Professore, Giovanni Tesio ha scritto: “È toccato in sorte a Mastronardi lo stesso ingiusto oblio di un altro irregolare di genio e vinto della vita che fu Luciano Bianciardi”. Dopo un breve successo – legato anche al film con Alberto Sordi e Claire Bloom – Mastronardi è stato dimenticato. Perché?

Mastronardi certamente ha vissuto momenti di ampia, e a volte criticata, notorietà nella prima metà degli anni Sessanta. I tre libri che compongono la “trilogia vigevanese” furono scritti e pubblicati in un breve arco di tempo, tra il 1959 e il 1964. A casa tua ridono del 1971 e i racconti non riscossero invece il successo dei tre precedenti. Forse il picco isolato della sua produzione letteraria, non sostenuto da altri lavori di simile caratura, e la sua tutto sommato limitata quantità, ha contribuito a farlo “dimenticare” più facilmente dall’industria culturale, che ha spesso bisogno di proposte e riproposte.

Quest’anno si celebra il trentesimo anniversario della scomparsa di Mastronardi… Sarà l’occasione buona per riscoprirlo?

Sì, qualcosa sta cambiando. Recentemente Tesio, che lei ha giustamente ricordato, ha curato una nuova edizione della trilogia, e nel 2002 ha anche riproposto in un unico utilissimo volume i racconti e A casa tua ridono, da tempo non disponibili. Quest’anno, poi, la biblioteca civica di Vigevano organizza una serie di eventi e presentazioni per ricordare Mastronardi in occasione dell’anniversario (il professor Giannini presenterà il suo saggio “La musa sotto i portici” sabato 5 settembre alle ore 18 presso la biblioteca di Vigevano, alla presenza della figlia di Lucio Mastronardi, ndr).

::::::::

Consegna = Elenca tutte le persone chiamate per nome nel testo su Lucio Mastronardi, incluso lo stesso Mastronardi.

Righe tratte da una raccolta
::::::::

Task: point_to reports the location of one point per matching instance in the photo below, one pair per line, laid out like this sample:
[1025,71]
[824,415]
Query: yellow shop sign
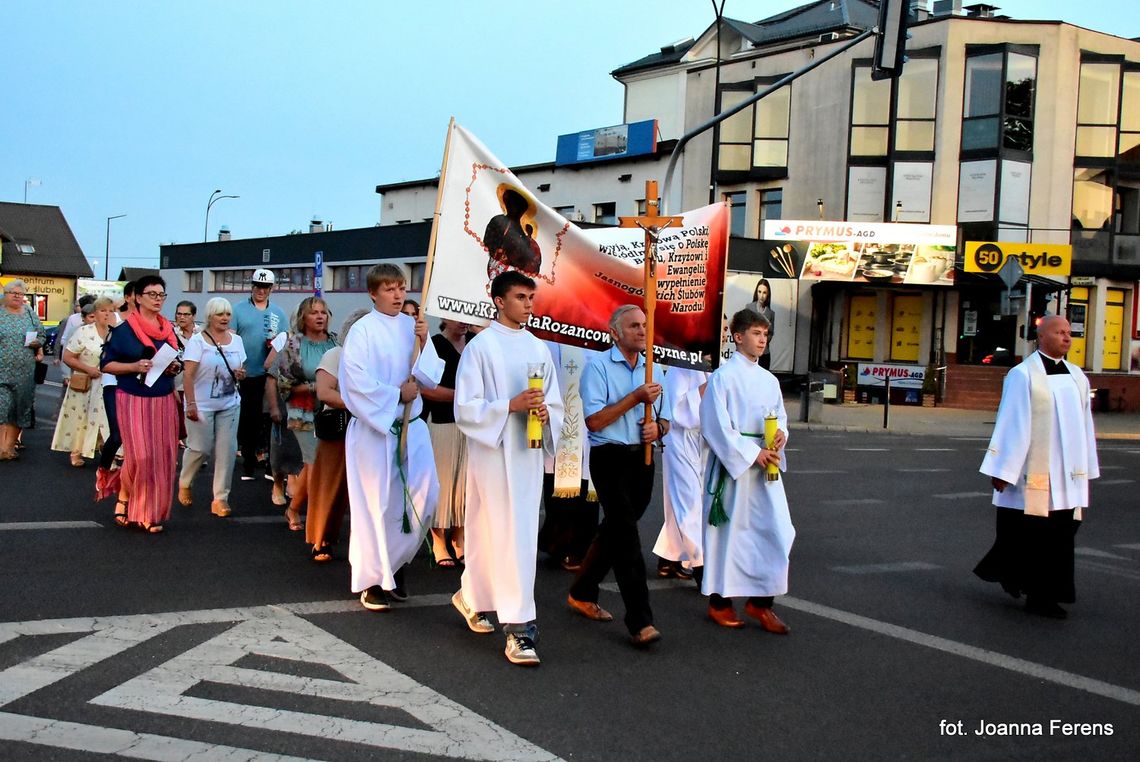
[1036,258]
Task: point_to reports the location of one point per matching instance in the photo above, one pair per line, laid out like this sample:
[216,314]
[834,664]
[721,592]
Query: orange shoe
[767,618]
[726,617]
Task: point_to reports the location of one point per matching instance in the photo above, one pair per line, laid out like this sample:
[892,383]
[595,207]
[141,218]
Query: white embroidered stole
[1037,487]
[568,465]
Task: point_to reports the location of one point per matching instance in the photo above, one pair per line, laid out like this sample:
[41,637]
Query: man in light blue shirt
[257,322]
[613,398]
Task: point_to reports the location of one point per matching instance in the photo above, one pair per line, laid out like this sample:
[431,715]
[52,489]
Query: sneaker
[477,622]
[520,649]
[375,599]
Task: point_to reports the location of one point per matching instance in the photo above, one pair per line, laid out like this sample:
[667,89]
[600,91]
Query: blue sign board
[607,143]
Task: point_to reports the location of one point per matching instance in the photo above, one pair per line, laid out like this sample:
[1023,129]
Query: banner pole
[651,203]
[401,450]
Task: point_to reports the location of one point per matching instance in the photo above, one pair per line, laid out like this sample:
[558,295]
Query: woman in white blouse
[213,366]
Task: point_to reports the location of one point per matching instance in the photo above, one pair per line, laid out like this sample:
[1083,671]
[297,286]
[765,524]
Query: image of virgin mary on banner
[489,223]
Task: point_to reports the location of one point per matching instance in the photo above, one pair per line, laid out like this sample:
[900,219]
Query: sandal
[293,519]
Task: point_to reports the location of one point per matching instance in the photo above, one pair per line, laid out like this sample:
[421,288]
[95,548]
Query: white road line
[1092,552]
[122,743]
[1105,568]
[886,568]
[985,656]
[21,526]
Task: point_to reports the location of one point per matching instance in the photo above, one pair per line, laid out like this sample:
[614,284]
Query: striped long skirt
[149,430]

::::::::

Risposta corretta = Giovanni Tesio, Lucio Mastronardi, Luciano Bianciardi, Alberto Sordi, Claire Bloom, Giannini.